Work to be completed
Show each line of the items below that contains the word "coat". Matching is case-sensitive, so only lines with the word in exactly this case qualify.

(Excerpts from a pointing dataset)
** Begin **

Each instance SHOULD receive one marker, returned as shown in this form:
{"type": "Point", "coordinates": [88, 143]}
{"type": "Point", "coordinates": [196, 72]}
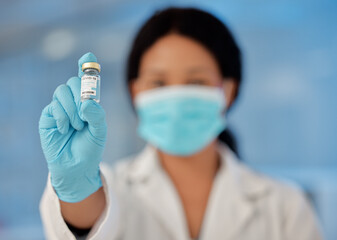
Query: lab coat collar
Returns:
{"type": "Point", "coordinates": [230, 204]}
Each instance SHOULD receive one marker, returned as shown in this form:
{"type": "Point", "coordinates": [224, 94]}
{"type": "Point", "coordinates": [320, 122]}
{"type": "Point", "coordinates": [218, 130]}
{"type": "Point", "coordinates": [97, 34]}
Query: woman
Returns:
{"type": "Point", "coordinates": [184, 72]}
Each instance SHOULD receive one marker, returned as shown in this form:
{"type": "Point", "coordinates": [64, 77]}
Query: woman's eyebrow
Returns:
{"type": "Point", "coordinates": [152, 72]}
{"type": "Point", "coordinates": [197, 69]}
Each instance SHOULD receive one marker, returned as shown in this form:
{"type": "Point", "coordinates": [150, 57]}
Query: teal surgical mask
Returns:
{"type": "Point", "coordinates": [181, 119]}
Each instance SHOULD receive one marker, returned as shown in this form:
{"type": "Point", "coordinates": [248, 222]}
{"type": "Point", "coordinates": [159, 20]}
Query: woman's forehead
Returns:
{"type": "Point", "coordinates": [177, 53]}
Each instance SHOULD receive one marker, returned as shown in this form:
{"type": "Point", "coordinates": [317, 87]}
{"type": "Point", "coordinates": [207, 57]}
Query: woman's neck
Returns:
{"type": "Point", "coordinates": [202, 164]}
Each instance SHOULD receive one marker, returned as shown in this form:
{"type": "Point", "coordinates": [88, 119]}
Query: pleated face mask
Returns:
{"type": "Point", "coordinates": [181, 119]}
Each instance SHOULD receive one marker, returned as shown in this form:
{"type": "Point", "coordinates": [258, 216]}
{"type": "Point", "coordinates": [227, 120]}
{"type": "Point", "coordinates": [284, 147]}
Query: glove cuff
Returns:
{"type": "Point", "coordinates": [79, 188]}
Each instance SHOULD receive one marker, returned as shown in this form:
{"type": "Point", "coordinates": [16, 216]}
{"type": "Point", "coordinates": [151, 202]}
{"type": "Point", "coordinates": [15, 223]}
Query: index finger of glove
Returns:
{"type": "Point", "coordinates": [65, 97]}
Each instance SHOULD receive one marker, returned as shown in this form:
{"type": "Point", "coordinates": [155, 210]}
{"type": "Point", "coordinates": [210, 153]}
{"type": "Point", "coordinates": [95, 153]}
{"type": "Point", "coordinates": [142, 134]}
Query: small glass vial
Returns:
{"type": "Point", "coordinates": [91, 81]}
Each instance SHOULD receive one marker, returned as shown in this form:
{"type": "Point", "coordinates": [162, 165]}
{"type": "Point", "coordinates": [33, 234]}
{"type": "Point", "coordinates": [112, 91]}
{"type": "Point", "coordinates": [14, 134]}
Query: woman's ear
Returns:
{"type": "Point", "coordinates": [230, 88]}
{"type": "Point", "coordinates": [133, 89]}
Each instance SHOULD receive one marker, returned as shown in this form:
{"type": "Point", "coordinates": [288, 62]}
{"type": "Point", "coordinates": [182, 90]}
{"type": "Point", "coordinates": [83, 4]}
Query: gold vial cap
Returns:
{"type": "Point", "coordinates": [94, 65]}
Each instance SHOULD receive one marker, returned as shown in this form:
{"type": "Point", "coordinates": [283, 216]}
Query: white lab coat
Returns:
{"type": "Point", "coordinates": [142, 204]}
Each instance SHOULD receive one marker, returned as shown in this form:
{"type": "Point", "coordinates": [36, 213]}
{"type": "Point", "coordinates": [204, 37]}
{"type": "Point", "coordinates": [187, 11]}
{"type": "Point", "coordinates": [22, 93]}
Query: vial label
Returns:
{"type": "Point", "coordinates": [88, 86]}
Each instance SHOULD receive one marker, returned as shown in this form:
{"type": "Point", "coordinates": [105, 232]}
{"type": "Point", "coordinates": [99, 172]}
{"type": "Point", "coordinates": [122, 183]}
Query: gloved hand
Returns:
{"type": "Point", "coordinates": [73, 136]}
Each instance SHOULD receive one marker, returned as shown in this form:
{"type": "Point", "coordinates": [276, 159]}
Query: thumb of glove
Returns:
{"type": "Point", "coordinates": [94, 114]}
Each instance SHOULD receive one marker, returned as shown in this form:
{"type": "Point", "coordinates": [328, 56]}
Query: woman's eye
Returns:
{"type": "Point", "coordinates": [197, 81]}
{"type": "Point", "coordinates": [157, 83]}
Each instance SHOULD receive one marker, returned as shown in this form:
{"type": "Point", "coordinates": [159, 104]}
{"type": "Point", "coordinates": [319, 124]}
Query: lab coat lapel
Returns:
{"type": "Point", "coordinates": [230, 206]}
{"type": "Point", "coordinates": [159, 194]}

** End **

Full response
Query: lab coat collar
Query: white lab coat
Query: lab coat lapel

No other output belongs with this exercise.